• Exercise brief: Reproduce word for word the part of the earnings call transcript that starts at "Operator: The next" and ends at "at this point?".
━━━ Exercise passage
Omar Nokta: I just wanted to ask a bit about the market and sort of the near-term outlook. You, obviously, laid out the kind of what’s been going on and driving things here recently. I just wanted to ask, clearly, Capesize have outperformed, I think as many of us expected coming into the year. But the Ultras and the Supras have clearly been a bit softer. What do you think could be coming up on the horizon? Any triggers or seasonality-wise that could drive the midsize segment to start to push higher here in the near term?

John Wobensmith: Yes. I mean, look, one of the things is I think over the last couple of years, we’ve gotten so used to the midsize sector being at or even slightly outperforming the Capes, which is, from a historical standpoint, it’s sort of unnatural, right? So I think we’ve seen a more historical market in the sense of Cape should be earning more than Ultra, Supra, right, because of the capital cost and the larger ships. So first of all, I just think things have gone back to normal prospects. Having said that, if you look at the cargo flows on Cape’s, iron ore and coal and bauxite have been very strong. And as I said before, it’s been more of an unwinding of congestion. When you get into the midsized ships, I think a lot of the softness in steel production in Europe, lack of commodities going into Europe.

Certainly, the Black Sea and the unwinding of that congestion has had a little bit of an effect as well. But I think you need to really see global GDP growth start to pick up a little bit more. There’s more of a correlation with the midsized ships on global GDP, where the Capes are more focused on China. But look, Omar, having said all that, the supply side is clearly our friend. And we just don’t need much demand growth and recovery to have the next leg up.

Omar Nokta: It seems like just a little nudge here or there could drive things. And then just maybe on the dividend. Clearly, you have — the capital allocation policy has been in place for some time now and you stuck with it. Seen you toggle the reserve, which is quite conservative in the first place given how strong the balance sheet is. But I just wanted to ask, should we think about — given 3Q is looking likely to be a bit softer than this past quarter, can we expect a bit more of that topping off of the dividend potential where — I know it’s a Board decision, but is the intention or the aim to maintain, say, $0.15 as the floor for the payout?

John Wobensmith: No, we haven’t necessarily discussed the floor. I think what you have to keep in mind is that we only have a little bit more than 50% fixed right now. So we have a ways to go before we’re going to start looking at what we’re going to do on the dividend front. But I can certainly make an overall comment, which I’ve made before and when we install the value strategy, the dividend is very important to the company and shareholders. So we — our intention is no matter what the market throws at us to keep the dividend going. And the balance sheet and the low cash flow breakeven allows us to do that without putting any stress on the balance sheet.

Operator: The next question comes from Liam Burke at B. Riley.

Liam Burke: John, asset values are pretty healthy in the sector. How are you looking at managing the fleet at this point?
━━━━━━
━━━ Excerpted records
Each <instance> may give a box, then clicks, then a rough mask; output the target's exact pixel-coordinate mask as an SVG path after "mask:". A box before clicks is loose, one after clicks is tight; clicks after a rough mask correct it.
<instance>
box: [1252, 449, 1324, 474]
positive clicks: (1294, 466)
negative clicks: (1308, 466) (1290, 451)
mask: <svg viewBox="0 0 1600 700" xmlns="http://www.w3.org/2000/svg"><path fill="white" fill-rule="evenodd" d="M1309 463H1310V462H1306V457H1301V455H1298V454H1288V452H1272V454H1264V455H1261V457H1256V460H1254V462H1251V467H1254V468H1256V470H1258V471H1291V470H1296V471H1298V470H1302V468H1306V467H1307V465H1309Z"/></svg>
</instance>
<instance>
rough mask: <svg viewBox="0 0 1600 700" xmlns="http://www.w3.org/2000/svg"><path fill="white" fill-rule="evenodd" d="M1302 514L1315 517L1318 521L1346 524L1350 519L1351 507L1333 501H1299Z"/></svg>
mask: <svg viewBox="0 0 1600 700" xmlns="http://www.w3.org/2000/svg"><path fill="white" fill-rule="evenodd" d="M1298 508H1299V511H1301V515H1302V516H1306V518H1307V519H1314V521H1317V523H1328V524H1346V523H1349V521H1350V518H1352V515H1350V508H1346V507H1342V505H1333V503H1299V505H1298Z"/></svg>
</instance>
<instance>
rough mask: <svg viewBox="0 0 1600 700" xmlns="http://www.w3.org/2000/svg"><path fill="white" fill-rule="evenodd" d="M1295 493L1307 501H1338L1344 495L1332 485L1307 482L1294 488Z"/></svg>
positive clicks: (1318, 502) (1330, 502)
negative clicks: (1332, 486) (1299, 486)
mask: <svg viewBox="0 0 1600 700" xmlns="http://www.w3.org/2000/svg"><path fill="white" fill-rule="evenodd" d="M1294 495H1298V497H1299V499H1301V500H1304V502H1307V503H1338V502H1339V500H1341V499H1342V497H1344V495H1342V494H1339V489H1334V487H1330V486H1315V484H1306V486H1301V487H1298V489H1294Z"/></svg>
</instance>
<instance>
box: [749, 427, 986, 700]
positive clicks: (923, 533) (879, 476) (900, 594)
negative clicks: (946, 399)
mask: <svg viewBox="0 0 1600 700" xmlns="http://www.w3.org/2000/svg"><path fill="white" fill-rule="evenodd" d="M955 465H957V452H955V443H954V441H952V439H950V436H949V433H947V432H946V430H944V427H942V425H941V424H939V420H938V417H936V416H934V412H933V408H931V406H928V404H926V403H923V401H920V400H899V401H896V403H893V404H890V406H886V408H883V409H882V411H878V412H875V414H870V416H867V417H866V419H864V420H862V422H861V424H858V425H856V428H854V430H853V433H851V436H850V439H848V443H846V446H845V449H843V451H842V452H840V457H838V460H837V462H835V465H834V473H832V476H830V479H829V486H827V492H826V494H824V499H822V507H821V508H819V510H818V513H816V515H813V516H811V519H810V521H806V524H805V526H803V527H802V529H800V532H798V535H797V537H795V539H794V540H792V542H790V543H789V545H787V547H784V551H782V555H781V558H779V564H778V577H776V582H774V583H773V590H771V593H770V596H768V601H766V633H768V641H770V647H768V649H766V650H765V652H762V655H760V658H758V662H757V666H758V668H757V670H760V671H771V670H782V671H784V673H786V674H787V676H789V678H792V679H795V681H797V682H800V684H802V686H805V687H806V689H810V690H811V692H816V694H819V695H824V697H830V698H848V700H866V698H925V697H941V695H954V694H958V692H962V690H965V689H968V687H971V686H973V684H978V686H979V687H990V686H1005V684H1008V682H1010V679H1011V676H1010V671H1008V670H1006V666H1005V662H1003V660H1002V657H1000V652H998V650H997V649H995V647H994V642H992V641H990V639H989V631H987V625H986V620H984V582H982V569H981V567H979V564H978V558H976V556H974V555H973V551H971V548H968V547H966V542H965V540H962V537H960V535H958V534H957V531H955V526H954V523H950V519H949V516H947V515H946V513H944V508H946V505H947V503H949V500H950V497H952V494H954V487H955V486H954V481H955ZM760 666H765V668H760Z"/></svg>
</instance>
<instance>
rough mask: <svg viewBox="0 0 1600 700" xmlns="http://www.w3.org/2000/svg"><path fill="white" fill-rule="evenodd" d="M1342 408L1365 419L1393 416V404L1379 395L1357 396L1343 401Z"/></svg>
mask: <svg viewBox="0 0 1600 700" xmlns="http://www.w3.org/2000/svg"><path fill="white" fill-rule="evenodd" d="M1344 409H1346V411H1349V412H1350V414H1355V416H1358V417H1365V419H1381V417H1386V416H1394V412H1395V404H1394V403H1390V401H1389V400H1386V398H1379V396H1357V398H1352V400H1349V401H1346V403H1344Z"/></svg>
━━━━━━
• Solution for this problem:
Operator: The next question comes from Liam Burke at B. Riley.

Liam Burke: John, asset values are pretty healthy in the sector. How are you looking at managing the fleet at this point?